**Task goal:**
Copy the listing below word for word, leaving out the pictures.

**Recorded data:**
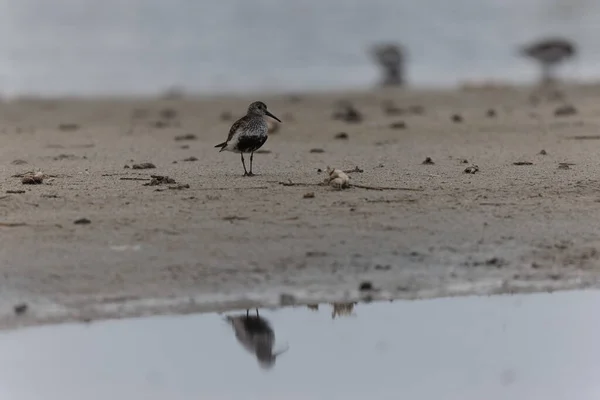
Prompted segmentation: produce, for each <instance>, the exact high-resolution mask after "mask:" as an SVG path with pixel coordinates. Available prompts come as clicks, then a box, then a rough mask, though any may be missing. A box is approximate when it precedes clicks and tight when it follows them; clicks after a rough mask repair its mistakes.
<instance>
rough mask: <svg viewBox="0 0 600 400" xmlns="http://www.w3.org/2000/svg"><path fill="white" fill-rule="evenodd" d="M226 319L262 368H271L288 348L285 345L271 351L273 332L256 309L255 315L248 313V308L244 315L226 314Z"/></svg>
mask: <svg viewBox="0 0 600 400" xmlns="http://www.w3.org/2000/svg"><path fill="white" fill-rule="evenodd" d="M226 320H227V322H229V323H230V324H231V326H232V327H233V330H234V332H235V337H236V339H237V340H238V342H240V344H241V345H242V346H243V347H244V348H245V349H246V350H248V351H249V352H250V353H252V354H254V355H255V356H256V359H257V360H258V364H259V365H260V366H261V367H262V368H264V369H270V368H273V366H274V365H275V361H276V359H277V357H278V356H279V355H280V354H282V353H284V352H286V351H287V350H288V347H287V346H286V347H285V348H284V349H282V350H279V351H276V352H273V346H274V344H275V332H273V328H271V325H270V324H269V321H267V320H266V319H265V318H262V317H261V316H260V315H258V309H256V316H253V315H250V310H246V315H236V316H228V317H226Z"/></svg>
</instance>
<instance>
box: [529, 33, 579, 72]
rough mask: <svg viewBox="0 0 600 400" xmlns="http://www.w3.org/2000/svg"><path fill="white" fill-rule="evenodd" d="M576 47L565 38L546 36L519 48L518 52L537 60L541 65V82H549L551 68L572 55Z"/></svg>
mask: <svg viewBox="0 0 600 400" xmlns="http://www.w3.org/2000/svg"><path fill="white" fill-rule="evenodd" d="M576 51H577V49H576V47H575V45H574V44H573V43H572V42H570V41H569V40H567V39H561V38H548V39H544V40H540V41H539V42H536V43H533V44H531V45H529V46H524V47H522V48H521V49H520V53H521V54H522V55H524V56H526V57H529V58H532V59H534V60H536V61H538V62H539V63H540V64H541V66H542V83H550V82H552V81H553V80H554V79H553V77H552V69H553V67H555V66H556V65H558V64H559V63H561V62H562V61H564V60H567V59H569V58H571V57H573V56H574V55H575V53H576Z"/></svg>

**Solved exercise:**
Prompted segmentation: produce, for each <instance>, the exact high-resolution mask after "mask:" as an SVG path with pixel coordinates. Available prompts come as clicks, then a box, then a rough mask, though any may be missing. A box is approximate when it precedes clicks and tight when it follows them; clicks after a rough mask repair its mistakes.
<instance>
rough mask: <svg viewBox="0 0 600 400" xmlns="http://www.w3.org/2000/svg"><path fill="white" fill-rule="evenodd" d="M226 319L262 368H271L288 348L285 345L271 351L273 332L256 309L255 315L248 313V308L244 315L226 314Z"/></svg>
mask: <svg viewBox="0 0 600 400" xmlns="http://www.w3.org/2000/svg"><path fill="white" fill-rule="evenodd" d="M226 320H227V322H229V323H230V324H231V326H232V327H233V330H234V332H235V337H236V339H237V340H238V342H240V344H241V345H242V346H243V347H244V348H245V349H246V350H248V351H249V352H250V353H252V354H254V355H255V356H256V359H257V360H258V364H259V365H260V366H261V367H262V368H264V369H270V368H273V366H274V365H275V361H276V359H277V357H278V356H279V355H280V354H282V353H284V352H286V351H287V350H288V347H287V346H286V347H285V348H284V349H282V350H279V351H276V352H273V346H274V344H275V332H273V328H271V325H270V324H269V321H267V320H266V319H265V318H262V317H261V316H260V315H258V309H256V316H253V315H250V310H246V315H236V316H228V317H226Z"/></svg>
</instance>
<instance>
box: [529, 33, 579, 72]
rough mask: <svg viewBox="0 0 600 400" xmlns="http://www.w3.org/2000/svg"><path fill="white" fill-rule="evenodd" d="M576 47L565 38L546 36L519 48L518 52L537 60L541 65V82H549L551 68L572 55Z"/></svg>
mask: <svg viewBox="0 0 600 400" xmlns="http://www.w3.org/2000/svg"><path fill="white" fill-rule="evenodd" d="M576 51H577V49H576V47H575V45H574V44H573V43H572V42H570V41H569V40H567V39H561V38H548V39H544V40H540V41H539V42H536V43H533V44H531V45H529V46H524V47H522V48H521V49H520V53H521V54H522V55H524V56H526V57H529V58H532V59H534V60H536V61H538V62H539V63H540V64H541V66H542V83H550V82H552V81H553V80H554V79H553V77H552V69H553V67H555V66H556V65H558V64H559V63H561V62H562V61H564V60H567V59H569V58H571V57H573V56H574V55H575V53H576Z"/></svg>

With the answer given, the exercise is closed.